> _ВАШИ ЗАДАНИЯ_:
1) Определите, согласуются ли с фрагментом источника следующие утверждения: (a) программа концерта прозвучит в Минске 4 ноября; (b) беседу с пианистом вел корреспондент «БелГазеты» Максим Иващенко; (c) автором «Симфонии N2» является Александр Скрябин. На каждое ответьте «да» или «нет», дословно приведя решающие слова фрагмента.
2) Перечислите всех людей, которые названы во фрагменте источника по имени и фамилии.

> _ФРАГМЕНТ ИСТОЧНИКА_:
-=-=-

«Мы, пианисты, все шарлатаны»
08.11.2011
—
Новости Общества
В рамках фестиваля «Белорусская музыкальная осень» главный дирижер Государственного академического симфонического оркестра РБ Александр Анисимов готов представить белорусской публике очередную премьеру - «Симфонию N2» белорусского композитора Владимира Гаркуши. В программе концерта, проходящего также в серии «Музыка великих композиторов», - «Концерт для фортепиано с оркестром» Александра Скрябина и сюиты из балетов Петра Чайковского.
В преддверии концерта (2 ноября программа прозвучит в Гомельской областной филармонии, 4 ноября - в Минске) корреспондент «БелГазеты» Максим Иващенко беседовал о музыке Скрябина и ситуации в белорусской музыкальной среде с солистом программы - пианистом Юрием БЛИНОВЫМ.
РОМАНТИЧНЫЙ, ЯСНЫЙ И ОТКРЫТЫЙ
- Не боитесь играть Скрябина перед гомельской публикой?

-=-=-

> _ДАННЫЕ_:
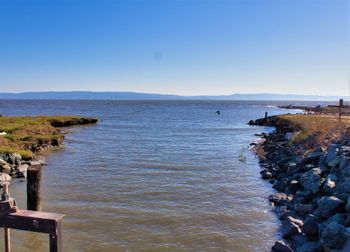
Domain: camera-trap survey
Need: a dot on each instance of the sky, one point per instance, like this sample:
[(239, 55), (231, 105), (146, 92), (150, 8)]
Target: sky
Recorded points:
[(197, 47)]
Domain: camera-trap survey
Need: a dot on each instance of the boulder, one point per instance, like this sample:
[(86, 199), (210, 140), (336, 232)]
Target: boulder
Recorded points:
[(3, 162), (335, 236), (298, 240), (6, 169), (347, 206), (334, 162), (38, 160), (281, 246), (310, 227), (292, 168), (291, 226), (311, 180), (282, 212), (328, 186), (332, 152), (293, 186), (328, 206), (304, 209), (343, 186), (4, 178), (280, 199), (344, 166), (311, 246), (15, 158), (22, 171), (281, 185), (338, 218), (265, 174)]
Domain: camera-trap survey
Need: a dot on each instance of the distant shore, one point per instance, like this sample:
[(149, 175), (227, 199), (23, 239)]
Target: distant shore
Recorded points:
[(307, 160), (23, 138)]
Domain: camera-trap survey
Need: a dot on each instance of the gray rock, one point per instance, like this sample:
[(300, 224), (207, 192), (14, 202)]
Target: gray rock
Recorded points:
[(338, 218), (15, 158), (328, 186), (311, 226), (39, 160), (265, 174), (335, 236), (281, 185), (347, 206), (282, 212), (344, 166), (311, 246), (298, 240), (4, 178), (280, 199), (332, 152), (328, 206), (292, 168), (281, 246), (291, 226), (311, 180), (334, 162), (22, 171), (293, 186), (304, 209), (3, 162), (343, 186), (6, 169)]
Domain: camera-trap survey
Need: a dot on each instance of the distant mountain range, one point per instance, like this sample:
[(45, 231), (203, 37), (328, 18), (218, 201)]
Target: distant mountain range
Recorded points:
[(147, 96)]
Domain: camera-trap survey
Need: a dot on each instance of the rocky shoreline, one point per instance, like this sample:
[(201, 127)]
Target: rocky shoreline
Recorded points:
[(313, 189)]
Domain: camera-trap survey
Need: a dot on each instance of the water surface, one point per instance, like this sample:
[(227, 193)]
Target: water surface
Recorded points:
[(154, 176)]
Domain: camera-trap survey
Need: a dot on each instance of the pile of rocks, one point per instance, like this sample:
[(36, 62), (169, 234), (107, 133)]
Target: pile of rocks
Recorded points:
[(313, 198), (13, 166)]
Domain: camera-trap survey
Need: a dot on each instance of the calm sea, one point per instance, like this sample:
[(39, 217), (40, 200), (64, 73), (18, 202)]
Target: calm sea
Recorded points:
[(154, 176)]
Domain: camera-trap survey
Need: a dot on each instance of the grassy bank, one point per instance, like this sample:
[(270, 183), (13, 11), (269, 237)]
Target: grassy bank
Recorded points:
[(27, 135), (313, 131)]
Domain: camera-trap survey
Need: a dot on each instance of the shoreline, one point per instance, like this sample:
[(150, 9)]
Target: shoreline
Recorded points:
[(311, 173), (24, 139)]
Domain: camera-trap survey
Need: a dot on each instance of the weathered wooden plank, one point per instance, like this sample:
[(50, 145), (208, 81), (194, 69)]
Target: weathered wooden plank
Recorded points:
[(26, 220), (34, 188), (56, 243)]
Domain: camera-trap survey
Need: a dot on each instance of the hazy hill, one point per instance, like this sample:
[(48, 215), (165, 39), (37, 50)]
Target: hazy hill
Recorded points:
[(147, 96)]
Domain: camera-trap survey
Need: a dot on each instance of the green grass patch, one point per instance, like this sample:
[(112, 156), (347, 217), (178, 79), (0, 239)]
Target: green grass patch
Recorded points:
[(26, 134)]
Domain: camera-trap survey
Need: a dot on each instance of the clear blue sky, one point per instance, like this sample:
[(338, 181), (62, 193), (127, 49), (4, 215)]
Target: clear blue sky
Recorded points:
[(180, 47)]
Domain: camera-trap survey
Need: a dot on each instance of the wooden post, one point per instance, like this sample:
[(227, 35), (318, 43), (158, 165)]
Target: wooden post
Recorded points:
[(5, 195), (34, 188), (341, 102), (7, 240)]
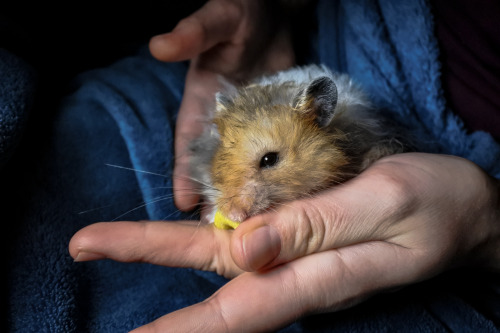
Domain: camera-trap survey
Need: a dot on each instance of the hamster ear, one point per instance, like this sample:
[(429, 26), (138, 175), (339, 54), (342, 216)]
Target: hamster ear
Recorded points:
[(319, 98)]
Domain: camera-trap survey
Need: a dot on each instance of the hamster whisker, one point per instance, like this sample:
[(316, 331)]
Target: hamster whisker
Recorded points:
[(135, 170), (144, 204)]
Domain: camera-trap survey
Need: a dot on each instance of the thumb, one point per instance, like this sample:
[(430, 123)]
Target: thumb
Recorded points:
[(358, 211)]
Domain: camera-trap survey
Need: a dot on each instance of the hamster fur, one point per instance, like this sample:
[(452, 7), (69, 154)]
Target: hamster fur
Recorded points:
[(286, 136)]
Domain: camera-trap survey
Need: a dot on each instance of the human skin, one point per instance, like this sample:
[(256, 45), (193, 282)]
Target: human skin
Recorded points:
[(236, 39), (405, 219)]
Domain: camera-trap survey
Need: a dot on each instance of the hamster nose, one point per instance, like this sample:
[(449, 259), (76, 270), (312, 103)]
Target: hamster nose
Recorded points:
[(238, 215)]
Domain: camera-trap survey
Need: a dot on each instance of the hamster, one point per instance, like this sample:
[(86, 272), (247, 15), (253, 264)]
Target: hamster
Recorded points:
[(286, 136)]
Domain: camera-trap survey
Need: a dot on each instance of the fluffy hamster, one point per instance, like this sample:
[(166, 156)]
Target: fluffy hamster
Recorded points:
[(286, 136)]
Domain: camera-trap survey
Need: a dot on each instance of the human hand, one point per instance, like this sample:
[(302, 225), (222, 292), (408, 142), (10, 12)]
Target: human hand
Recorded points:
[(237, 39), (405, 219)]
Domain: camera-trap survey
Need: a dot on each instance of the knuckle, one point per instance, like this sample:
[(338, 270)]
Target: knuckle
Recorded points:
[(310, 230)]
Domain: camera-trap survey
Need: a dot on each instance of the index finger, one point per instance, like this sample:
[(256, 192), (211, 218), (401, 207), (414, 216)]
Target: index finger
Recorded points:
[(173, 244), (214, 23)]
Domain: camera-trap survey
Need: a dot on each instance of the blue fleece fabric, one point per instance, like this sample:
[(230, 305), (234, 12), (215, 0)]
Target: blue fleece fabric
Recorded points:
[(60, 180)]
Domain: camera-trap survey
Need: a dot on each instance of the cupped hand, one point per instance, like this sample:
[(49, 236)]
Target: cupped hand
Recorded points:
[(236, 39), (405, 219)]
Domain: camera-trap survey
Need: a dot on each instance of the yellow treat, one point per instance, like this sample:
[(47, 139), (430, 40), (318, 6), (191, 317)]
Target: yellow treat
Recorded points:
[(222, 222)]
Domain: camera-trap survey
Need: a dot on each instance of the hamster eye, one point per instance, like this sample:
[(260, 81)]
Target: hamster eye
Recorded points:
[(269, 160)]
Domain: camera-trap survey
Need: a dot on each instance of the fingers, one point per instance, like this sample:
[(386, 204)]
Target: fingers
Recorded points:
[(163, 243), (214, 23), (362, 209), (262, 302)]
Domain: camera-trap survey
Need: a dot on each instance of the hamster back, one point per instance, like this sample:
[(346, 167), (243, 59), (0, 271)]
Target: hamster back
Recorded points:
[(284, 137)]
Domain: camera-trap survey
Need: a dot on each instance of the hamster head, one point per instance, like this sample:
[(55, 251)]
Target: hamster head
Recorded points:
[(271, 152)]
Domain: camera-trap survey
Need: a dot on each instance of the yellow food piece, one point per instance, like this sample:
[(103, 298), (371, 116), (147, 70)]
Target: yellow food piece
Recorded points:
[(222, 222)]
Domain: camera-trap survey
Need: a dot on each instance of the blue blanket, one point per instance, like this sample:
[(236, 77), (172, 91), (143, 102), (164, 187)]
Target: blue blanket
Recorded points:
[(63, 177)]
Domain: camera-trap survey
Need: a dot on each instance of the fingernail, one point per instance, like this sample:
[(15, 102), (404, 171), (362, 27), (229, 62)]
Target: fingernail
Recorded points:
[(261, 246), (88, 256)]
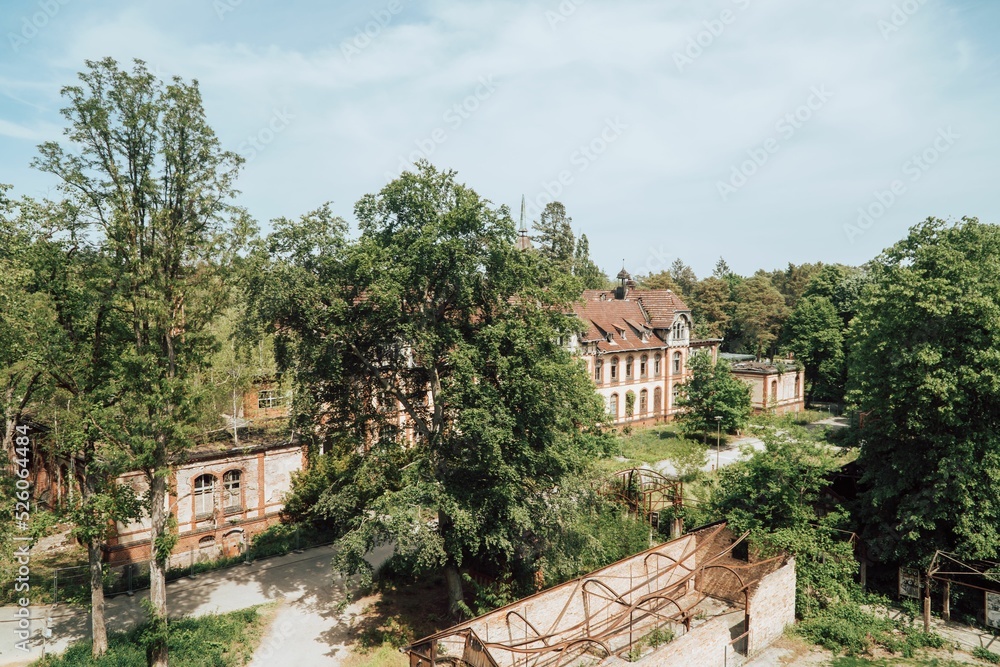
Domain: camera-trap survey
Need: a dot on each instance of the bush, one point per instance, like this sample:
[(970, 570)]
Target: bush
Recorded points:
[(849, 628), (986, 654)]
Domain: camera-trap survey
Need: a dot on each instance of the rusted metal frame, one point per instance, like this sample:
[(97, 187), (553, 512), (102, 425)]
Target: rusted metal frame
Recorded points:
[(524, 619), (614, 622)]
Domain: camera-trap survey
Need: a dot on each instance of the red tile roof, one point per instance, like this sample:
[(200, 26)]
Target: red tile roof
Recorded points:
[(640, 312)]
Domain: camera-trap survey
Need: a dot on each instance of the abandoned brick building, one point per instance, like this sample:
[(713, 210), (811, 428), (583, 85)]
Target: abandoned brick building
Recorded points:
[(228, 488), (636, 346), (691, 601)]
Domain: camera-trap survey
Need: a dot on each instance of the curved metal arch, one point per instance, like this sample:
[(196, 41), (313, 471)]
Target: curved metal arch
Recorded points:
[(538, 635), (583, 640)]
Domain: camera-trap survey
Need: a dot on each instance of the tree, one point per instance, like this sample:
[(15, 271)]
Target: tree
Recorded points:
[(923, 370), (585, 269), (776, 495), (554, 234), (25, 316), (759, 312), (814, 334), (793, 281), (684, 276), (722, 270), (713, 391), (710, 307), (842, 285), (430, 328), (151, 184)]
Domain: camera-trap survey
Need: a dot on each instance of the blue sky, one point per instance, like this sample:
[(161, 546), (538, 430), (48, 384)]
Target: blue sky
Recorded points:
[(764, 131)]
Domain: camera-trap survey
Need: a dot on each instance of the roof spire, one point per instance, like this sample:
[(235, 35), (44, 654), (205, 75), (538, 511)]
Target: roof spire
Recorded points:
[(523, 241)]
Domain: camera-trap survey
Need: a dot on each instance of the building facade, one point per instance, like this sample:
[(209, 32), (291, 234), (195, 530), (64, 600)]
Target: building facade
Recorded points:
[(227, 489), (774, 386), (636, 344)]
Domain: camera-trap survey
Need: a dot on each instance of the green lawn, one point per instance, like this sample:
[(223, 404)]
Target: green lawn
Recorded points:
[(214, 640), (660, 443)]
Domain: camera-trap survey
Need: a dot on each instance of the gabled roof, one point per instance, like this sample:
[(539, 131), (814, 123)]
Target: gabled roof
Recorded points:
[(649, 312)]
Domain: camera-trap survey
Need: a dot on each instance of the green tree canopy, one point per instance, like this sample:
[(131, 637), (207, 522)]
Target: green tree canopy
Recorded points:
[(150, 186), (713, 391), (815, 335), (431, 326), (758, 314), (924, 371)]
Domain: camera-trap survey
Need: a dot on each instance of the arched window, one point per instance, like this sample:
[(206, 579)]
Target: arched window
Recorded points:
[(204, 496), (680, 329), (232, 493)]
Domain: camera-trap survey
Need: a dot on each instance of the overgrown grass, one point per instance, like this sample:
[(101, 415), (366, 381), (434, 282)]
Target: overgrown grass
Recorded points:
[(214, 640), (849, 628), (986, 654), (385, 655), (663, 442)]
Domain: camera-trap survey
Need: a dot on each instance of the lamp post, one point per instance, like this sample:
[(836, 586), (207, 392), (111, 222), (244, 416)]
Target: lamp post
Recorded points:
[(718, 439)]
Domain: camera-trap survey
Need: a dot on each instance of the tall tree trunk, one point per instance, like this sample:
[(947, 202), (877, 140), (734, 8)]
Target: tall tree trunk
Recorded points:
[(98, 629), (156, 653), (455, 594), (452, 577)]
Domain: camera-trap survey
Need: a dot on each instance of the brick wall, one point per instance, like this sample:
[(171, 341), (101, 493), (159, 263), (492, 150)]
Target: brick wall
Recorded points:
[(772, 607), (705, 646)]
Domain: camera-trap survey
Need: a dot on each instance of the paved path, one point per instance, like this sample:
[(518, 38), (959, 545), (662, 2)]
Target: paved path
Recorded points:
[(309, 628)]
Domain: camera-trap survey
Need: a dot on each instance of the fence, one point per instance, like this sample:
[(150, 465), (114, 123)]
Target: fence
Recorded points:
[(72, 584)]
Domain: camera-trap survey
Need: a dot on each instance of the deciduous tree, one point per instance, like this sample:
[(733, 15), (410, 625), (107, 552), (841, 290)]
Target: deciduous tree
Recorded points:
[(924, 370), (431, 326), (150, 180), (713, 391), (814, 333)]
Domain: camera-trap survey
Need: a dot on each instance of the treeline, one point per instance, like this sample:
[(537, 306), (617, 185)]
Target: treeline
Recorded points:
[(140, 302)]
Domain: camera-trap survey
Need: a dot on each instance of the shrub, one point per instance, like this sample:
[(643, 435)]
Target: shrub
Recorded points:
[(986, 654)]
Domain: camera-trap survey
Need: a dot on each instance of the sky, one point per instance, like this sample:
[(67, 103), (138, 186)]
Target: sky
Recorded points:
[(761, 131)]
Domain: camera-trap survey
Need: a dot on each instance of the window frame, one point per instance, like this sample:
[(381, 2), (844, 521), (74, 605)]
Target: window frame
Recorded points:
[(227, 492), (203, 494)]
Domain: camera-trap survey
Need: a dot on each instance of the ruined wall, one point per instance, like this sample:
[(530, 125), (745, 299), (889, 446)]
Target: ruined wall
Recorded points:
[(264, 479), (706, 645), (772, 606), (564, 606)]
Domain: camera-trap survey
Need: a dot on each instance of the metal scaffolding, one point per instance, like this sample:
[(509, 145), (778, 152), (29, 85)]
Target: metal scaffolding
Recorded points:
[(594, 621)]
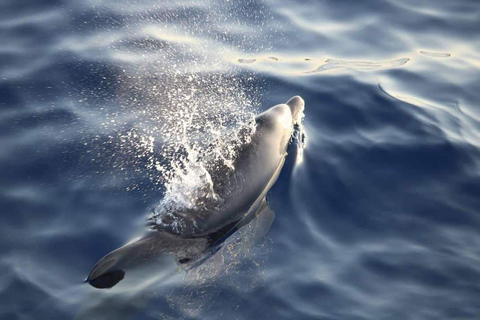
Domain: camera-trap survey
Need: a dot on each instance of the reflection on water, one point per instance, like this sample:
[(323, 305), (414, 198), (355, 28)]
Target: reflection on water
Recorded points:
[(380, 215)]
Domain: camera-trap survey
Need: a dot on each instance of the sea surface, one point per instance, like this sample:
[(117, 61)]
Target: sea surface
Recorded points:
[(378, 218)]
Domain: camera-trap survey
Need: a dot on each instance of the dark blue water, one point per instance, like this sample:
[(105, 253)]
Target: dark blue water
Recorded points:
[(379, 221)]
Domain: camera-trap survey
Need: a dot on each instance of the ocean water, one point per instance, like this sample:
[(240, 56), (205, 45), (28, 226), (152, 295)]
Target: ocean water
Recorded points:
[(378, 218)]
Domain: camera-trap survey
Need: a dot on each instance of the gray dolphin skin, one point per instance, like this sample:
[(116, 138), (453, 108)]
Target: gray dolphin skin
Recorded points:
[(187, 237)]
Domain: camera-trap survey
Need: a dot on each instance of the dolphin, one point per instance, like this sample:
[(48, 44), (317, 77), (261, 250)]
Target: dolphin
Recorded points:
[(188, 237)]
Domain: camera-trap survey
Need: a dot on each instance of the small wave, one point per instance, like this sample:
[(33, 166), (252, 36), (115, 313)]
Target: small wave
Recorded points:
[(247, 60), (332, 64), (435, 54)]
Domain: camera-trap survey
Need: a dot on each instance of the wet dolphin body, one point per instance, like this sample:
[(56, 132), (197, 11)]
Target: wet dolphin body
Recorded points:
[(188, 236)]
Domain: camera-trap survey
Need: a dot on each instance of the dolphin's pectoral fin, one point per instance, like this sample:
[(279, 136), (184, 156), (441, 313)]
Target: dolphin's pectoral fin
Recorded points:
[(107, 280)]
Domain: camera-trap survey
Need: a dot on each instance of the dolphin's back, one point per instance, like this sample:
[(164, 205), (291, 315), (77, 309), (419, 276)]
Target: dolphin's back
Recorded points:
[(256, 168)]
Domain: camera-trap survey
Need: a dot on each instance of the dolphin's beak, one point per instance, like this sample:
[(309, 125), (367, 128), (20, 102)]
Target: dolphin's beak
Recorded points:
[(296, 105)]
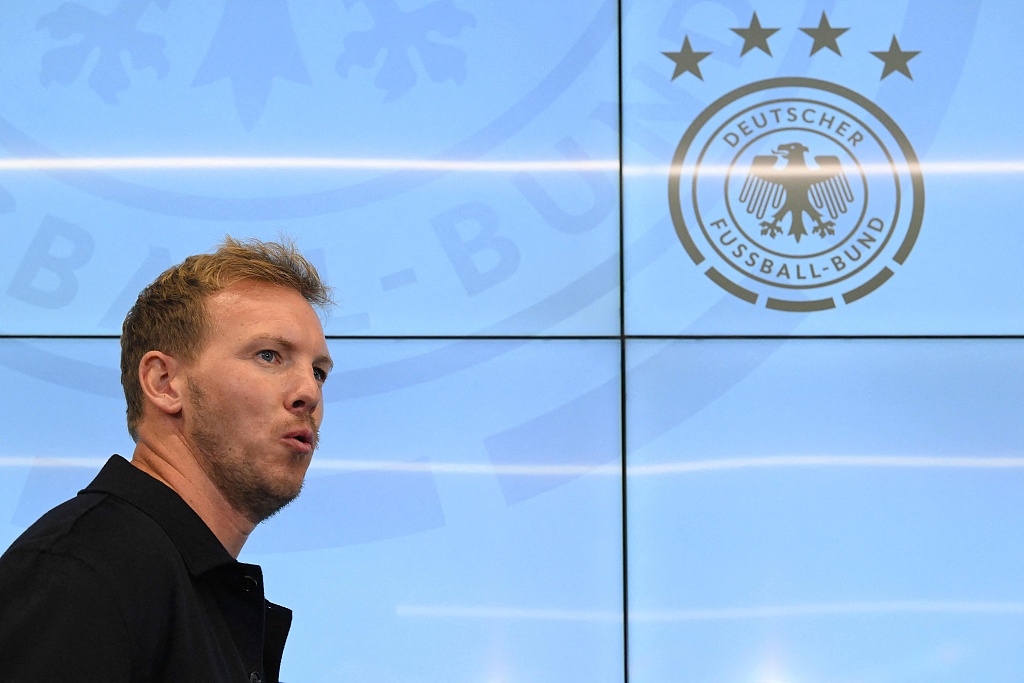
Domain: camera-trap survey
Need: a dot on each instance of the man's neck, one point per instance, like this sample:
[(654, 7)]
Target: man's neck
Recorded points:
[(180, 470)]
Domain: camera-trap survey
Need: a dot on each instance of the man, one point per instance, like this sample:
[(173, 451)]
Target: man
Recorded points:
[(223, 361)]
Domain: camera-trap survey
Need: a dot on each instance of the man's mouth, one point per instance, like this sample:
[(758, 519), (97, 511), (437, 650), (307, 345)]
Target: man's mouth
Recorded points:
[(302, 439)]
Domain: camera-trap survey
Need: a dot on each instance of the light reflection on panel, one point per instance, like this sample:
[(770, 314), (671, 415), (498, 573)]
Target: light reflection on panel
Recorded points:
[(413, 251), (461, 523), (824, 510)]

-=-=-

> _РЕШЕНИЯ ЗАДАНИЙ_:
1)
(a) Да: «4 ноября - в Минске».
(b) Да: «корреспондент «БелГазеты» Максим Иващенко беседовал о музыке Скрябина».
(c) Нет: «„Симфонию N2“ белорусского композитора Владимира Гаркуши».

2) Александр Анисимов, Владимир Гаркуша, Александр Скрябин, Петр Чайковский, Максим Иващенко, Юрий Блинов.